> [Work to be completed] Present every line of the material below as a numbered list, leaving out any blank lines.

> [Data records]
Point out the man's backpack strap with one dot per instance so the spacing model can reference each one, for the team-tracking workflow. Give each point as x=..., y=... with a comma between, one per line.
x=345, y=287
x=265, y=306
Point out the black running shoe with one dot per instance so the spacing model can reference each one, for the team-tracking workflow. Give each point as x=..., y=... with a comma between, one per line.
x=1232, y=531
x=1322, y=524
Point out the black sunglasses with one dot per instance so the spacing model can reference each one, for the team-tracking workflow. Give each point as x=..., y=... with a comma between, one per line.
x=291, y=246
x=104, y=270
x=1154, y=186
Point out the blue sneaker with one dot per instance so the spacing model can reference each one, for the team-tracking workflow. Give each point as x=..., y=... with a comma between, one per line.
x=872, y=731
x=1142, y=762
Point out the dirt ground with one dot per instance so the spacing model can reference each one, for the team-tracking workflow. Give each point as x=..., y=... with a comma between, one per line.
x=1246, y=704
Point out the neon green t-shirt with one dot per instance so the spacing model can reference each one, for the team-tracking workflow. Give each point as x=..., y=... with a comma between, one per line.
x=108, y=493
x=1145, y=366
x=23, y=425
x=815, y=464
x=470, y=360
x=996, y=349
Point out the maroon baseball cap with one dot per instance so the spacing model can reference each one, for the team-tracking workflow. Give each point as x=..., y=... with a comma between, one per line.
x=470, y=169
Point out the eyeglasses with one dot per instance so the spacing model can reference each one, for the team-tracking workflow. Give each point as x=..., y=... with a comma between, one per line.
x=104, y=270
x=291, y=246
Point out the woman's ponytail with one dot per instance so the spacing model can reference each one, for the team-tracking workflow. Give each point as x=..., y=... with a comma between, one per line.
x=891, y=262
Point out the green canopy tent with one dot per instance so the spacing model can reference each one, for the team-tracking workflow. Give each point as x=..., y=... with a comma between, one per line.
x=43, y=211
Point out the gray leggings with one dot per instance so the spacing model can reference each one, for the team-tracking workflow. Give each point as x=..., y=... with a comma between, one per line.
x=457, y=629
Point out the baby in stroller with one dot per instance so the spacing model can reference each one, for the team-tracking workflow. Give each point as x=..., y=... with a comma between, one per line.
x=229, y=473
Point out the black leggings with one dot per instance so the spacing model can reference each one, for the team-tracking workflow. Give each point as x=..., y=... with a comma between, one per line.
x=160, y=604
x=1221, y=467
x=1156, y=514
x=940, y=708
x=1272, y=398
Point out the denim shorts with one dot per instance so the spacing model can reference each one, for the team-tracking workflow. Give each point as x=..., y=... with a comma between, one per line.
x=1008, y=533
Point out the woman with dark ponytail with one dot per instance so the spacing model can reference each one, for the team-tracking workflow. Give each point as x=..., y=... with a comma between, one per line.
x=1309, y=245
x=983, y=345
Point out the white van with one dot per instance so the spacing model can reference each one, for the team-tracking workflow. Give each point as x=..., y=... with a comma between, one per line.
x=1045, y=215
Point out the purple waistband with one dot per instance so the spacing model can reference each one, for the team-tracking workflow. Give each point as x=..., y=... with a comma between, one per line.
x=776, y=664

> [Task answer]
1. Point out the man's backpack strap with one dot per instance so the spacing model can reference each one, for the team-tracking workflow. Give each point as x=..., y=... with a comma between, one per line.
2. x=345, y=287
3. x=265, y=306
4. Point out the black running shoe with one dot per instance so the spacing model can reference each one, for the team-tracking workflow. Give each point as x=..., y=... with a comma between, one per line.
5. x=1232, y=531
6. x=1322, y=524
7. Point out the black sunglasses with one dot per instance so the spacing model can reference each one, for the team-tracking workflow. Give each point as x=..., y=... with a comma between, one per line.
8. x=291, y=246
9. x=104, y=270
10. x=1154, y=186
11. Point out the blue sneaker with one dot per instance so the spacing model can reference each one, for the team-tracking workflow. Give each point as x=..., y=... with a comma between, one per line.
12. x=872, y=731
13. x=1142, y=762
14. Point out the dirt ground with one dot per instance so the spacing model can reference each one, for the team-tracking workflow. Give each point as x=..., y=... with a comma between, one per line.
15. x=1246, y=704
16. Point out the neon green t-shirt with one dot per instance so the spacing model can reference each one, for the team-tracking workflow. Give each point as x=..., y=... with a comma between, one per line.
17. x=108, y=493
18. x=1145, y=366
19. x=23, y=425
20. x=815, y=464
21. x=470, y=360
22. x=996, y=349
23. Point out the maroon baseball cap with one dot per instance so the spacing model can reference each one, for the team-tracking workflow. Give each point as x=..., y=... with a comma between, one per line.
24. x=470, y=169
25. Point out the eyeglasses with one dot per instance so the spacing model can reference each one, for the team-tracking workflow. Give each point as x=..., y=... with a comma between, one per line.
26. x=104, y=270
27. x=291, y=246
28. Point out the woman's ponytail with one dot per instance so the spacing model can reference each one, for the team-tracking workflow. Give each point as x=..., y=... with a comma between, one per line.
29. x=891, y=262
30. Point out the green canopy tent with one dot per instance so the spacing model can reference each one, for the team-tracking workflow. Give each point as x=..., y=... with a comma between, one per line.
31. x=43, y=211
32. Point out the gray leggings with one dot per instance so the spacing model can reference each one, for the team-tracking workflow. Give each point as x=..., y=... with a comma between, one per line.
33. x=457, y=629
34. Point out the baby in stroller with one dot per instance so the spacing model can reference each one, for the team-tracking workflow. Give each point as x=..., y=... with a comma between, one per line.
35. x=229, y=473
36. Point out the black leggings with one dot per instance so the spacing model can reference each one, for the team-tracking workflow. Give each point as x=..., y=... with a comma between, one per line.
37. x=160, y=604
38. x=1221, y=467
39. x=1156, y=514
40. x=940, y=708
41. x=1272, y=398
42. Point out the denim shorts with one dot per instance so the spacing model can reference each one, for the team-tracking workflow. Give each point as x=..., y=... with a comma between, one per line.
43. x=1008, y=533
44. Point out the woman with dark ponytail with one dot per instance so the spacing model can reference each one, for the team-tracking workflow. Give each point as x=..., y=... with a comma between, one per line.
45. x=1309, y=245
46. x=983, y=345
47. Point out the white van with one dot per instance so the spacing model can reference each one, for the team-tracking workflow. Give each point as x=..., y=... with a comma between, one per line.
48. x=1045, y=215
49. Point out the purple waistband with one dot per instance so the spacing model can reference each one, for the team-tracking workflow. Give each point as x=..., y=... with a comma between, one per line.
50. x=776, y=664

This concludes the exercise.